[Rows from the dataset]
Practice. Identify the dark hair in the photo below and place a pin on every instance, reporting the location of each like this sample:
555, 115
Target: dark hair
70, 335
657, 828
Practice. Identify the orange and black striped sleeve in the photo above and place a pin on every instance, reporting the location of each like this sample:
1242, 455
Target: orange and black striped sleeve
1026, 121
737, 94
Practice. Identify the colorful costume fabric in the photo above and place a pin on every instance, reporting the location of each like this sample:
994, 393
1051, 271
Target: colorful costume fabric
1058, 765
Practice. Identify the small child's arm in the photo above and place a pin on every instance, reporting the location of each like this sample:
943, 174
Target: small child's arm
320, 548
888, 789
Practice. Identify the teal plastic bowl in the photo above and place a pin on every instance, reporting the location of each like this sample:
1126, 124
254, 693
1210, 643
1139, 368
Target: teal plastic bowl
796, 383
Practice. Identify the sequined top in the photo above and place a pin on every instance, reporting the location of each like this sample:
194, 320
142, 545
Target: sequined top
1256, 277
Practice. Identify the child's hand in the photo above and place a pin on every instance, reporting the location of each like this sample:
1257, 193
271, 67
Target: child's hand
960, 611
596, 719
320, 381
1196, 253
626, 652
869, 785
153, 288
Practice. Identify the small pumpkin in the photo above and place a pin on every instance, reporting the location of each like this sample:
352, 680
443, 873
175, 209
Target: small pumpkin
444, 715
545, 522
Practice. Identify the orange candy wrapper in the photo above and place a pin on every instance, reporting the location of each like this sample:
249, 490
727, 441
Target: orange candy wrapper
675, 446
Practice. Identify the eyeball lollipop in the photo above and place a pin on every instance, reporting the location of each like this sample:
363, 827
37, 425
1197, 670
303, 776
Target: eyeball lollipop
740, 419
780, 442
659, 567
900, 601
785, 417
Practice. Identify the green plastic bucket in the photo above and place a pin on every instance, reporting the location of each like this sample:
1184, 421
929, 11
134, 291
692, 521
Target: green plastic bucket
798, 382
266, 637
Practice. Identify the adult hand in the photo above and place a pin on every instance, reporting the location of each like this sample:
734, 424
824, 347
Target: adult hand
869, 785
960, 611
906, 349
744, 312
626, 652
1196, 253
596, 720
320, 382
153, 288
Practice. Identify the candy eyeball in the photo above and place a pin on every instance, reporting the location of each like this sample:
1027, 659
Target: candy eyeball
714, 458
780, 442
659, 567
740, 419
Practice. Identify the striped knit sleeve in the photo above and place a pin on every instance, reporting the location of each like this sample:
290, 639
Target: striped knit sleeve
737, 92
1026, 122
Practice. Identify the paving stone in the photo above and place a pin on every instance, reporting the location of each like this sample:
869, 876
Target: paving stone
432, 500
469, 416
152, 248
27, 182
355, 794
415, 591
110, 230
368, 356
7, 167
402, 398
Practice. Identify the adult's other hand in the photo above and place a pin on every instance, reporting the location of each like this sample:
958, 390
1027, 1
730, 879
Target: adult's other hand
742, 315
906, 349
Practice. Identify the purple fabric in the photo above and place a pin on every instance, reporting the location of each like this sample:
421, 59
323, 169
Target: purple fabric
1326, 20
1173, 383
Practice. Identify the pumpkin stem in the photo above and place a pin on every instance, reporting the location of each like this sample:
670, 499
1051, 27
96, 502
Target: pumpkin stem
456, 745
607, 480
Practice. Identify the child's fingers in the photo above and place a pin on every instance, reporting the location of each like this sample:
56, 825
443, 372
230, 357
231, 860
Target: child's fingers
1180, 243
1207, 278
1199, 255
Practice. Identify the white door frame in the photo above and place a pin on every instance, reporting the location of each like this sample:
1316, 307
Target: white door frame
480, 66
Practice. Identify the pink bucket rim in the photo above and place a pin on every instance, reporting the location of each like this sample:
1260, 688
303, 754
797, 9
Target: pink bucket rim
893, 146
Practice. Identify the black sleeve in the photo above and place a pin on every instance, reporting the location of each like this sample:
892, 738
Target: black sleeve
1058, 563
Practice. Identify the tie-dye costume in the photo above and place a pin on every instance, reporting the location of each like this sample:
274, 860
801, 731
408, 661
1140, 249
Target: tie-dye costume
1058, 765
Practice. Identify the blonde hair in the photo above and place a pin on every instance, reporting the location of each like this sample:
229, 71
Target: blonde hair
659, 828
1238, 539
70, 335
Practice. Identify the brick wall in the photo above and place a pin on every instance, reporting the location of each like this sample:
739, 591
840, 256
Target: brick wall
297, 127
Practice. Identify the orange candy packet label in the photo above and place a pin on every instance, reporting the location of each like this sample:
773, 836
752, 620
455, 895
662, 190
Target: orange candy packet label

◆ EXERCISE DESCRIPTION
Copy every line of the records above word for word, from the first record through the last.

◆ THE ANSWER
Practice. Identify the dark hair in the photo below and place a pin on every instance, reporting the location of each like this sample:
555, 115
Target: dark hair
70, 335
657, 828
Practice. Identify the orange and black striped sleeve in the photo above and place a pin on every instance, reporting the location of each like this sample:
1242, 455
Target: orange and black striped sleeve
1026, 121
737, 94
Practice. Identify the colorful costume fabric in the photo above and place a pin on every instance, reporting the location of each like this sample:
994, 393
1051, 271
Target: colorful costume fabric
1058, 765
Practice. Identify the small child's arm in the photo above and place a pin on every instance, reporting the location of each like this sample:
943, 174
Target: small child's arm
320, 548
888, 789
Practice. Identify the teal plastic bowl in the photo above and place a pin on every instance, reporting the location of each like this sample:
1126, 124
254, 693
1210, 643
1139, 368
Target: teal plastic bowl
796, 383
Practice. Identify the sequined top in the photo above and place a pin on every instance, reporting the location of each like this sample:
194, 320
142, 545
Target: sequined top
1256, 277
Practice. Identify the child's hand in the photo above and place a pin on every instance, reporting the location of each like this sample:
1257, 193
271, 67
Target: child's hand
960, 611
596, 719
320, 381
1196, 253
626, 652
869, 785
153, 288
Practice. Identify the small pumpkin in the photo above and place a pin on every instance, reporting the location of each like this sample:
352, 680
443, 873
175, 209
Target: small pumpkin
444, 715
545, 522
Practice. Identify the orange candy wrapper in the photo above and place a pin on every instance, reporting the location of each like this sample:
249, 490
727, 441
Target: orange candy wrapper
675, 446
Practice. Identify the eyeball lollipop in the photo above and place a pin on every instance, reporting the location of each like this sample:
363, 827
37, 425
1197, 670
303, 776
Target: eyeball lollipop
740, 419
780, 442
659, 567
900, 601
785, 417
Practice. Identify the green plastic bucket in the photo above and place a pin on every instance, reporting the location of each like this sample:
1184, 421
929, 11
134, 291
692, 521
Target: green plastic bucket
798, 382
266, 637
Practice. Identify the adult hand in the photo above and place a pin on every instance, reporting the location of each like this sample:
734, 424
824, 347
Target: adult hand
869, 785
960, 611
906, 349
744, 312
626, 652
1196, 253
596, 720
320, 382
153, 288
Practice. Identify the candy eyeball in the photo above and place a pin on every instance, reporting the location of each like this sample:
1027, 659
Target: candy eyeball
714, 458
780, 442
659, 567
740, 419
Practice. Identify the striped knit sleeve in the photo above and place a pin on every instance, reporting the location of each like this sample:
290, 639
Target: striped knit sleeve
737, 92
1026, 122
Practice. Identify the paving stone in the photo above and place a pin on every instance, reporting the location of each like this sample:
869, 876
Target: paving stone
432, 500
469, 416
152, 248
27, 182
355, 794
415, 591
110, 230
368, 356
7, 167
402, 398
Practice. Identify the adult's other hand in the photo above and place a pin on every instance, reporting the location of each like this sample:
958, 390
1027, 1
730, 879
Target: adult's other hand
742, 315
906, 349
Practice. Identify the purple fabric in the photo above and place a pin on every instance, reporting the location of each like this sample:
421, 59
323, 169
Target: purple fabric
1326, 20
1173, 383
Practice. Identify the pumpkin stem in the photo above and place a pin on every instance, reporting the location of each like this sample:
670, 499
1051, 27
96, 502
Target: pumpkin stem
456, 745
607, 480
Practice. Identify the child's fingers in the photo above and place a pin on every instance, reporting the location of each like this sample:
56, 825
443, 372
230, 357
231, 860
Target: child's fingers
1180, 243
1207, 278
1199, 255
Practice. Identify the white door frame in the photo above and place a pin on every instance, reporting the location of each like this sample:
1316, 307
Target: white door frame
480, 66
Practice. Identify the pink bucket rim in the photo above and place a pin on every instance, reporting the location of each like this sample:
1260, 688
303, 754
797, 9
Target: pink bucket rim
893, 146
Practice. Identify the black sleeve in the photo above and place a pin on every instance, reporting the location of each like this sample:
892, 738
Target: black sleeve
1058, 563
Practice. Identify the tie-dye costume in the photo above and place a pin on every instance, reporting the location of each like this sample:
274, 860
801, 731
408, 661
1140, 249
Target: tie-dye costume
1058, 765
Practice. Identify the blonde hair in the photo above and place a pin on every instance, reporting the location of each like this sample:
229, 71
Target: blonde hair
659, 828
1238, 539
70, 335
Practice. Identify the brick wall in the photo above and place a pin on every instance, reporting the location of each like this sample:
739, 591
840, 256
Target: brick wall
297, 127
Practice. Identify the orange candy packet label in the photo above and place a pin on every instance, reporting the location of each like this sample:
773, 836
752, 620
455, 895
662, 190
Target: orange candy packet label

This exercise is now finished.